> [Task prompt] Please name the three implicit duplicates of hiphop listed in the page excerpt below.

There is a list of implicit duplicates of the name `hiphop` including misspelled titles and alternative titles in the same genre.

There are implicit duplicates:
* *hip*,
* *hop*,
* *hip-hop*.

In [16]:
# function to replace implicit duplicates
def replace_wrong_genres(wrong_genres, correct_genre): # the input is a list of incorrect values and a string with the correct value
    for wrong_genre in wrong_genres: # loop through the incorrect values
        df['genre'] = df['genre'].replace(wrong_genre, correct_genre) # the replace() method is called for each incorrect name 

In [17]:
# Eliminate implicit duplicates
duplicates = ['hip', 'hop', 'hip-hop'] # list of invalid names
name = 'hiphop' # valid name
replace_wrong_genres(duplicates, name) # replace() function inside is called 3 times

In [18]:
# Check for implicit duplicates
display(df['genre'].sort_values().unique())

[Entries drawn from a collection]
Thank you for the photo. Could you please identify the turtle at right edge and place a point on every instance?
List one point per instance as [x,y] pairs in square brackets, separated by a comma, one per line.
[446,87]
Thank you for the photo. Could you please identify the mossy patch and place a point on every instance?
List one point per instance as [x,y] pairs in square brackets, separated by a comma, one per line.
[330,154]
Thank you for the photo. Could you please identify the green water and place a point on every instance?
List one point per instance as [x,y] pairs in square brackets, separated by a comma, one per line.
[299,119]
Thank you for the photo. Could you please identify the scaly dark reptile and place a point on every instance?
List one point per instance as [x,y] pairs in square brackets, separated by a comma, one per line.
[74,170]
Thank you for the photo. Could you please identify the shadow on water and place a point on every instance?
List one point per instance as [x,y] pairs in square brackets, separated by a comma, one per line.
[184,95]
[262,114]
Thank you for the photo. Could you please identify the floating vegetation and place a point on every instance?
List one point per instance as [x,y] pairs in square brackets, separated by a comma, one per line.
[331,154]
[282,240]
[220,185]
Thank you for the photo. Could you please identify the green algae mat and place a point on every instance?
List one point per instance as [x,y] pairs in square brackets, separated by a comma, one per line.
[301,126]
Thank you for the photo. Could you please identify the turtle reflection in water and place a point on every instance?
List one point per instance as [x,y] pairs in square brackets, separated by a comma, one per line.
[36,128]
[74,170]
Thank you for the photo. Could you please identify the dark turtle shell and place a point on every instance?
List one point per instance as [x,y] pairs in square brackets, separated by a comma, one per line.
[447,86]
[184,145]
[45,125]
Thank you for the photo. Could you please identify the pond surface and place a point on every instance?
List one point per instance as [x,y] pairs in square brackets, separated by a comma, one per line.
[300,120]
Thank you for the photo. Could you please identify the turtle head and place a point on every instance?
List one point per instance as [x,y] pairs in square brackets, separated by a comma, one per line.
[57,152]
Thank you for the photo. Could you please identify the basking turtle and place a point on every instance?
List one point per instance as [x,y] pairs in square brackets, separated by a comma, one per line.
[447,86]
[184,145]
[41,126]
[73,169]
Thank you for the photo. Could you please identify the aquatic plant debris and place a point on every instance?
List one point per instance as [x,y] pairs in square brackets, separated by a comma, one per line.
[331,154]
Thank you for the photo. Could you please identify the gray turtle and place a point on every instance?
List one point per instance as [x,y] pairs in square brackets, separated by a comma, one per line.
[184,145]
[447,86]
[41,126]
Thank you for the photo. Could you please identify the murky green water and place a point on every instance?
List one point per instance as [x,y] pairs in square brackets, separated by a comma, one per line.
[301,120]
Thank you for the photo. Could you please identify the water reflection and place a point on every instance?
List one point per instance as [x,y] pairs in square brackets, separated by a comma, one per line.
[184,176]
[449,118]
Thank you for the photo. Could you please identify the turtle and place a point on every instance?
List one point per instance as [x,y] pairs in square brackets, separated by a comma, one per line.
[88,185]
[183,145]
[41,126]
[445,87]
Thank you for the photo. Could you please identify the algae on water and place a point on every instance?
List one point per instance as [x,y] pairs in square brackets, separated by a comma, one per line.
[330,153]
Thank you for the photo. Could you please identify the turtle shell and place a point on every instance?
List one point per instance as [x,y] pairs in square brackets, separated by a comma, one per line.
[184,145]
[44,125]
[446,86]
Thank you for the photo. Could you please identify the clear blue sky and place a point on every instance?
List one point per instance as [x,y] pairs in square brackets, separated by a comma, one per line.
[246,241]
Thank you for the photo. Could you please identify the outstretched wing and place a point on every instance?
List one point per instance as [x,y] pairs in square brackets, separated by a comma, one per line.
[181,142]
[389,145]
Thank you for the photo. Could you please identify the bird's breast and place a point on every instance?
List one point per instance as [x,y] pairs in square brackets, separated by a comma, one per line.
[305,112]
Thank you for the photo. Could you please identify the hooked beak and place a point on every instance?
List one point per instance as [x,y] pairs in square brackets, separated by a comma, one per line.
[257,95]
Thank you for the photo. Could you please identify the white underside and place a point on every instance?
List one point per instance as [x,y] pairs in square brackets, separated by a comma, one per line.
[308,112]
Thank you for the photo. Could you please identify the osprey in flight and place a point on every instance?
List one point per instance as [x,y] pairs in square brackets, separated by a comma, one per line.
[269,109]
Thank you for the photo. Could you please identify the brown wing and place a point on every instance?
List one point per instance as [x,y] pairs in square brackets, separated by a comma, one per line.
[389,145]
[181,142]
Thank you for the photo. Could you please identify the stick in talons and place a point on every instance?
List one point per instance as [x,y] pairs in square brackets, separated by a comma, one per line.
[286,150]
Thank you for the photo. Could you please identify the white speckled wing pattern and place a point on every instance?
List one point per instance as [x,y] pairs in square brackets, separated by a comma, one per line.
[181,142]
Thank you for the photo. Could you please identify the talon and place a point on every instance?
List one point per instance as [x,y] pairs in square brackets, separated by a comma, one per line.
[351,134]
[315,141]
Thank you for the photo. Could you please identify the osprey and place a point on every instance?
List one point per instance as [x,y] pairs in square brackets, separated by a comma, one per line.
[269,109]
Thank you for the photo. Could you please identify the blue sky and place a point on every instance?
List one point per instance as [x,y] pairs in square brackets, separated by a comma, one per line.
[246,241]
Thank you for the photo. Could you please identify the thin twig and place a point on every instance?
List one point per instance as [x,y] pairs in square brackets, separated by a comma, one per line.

> [Full output] hip, hop, and hip-hop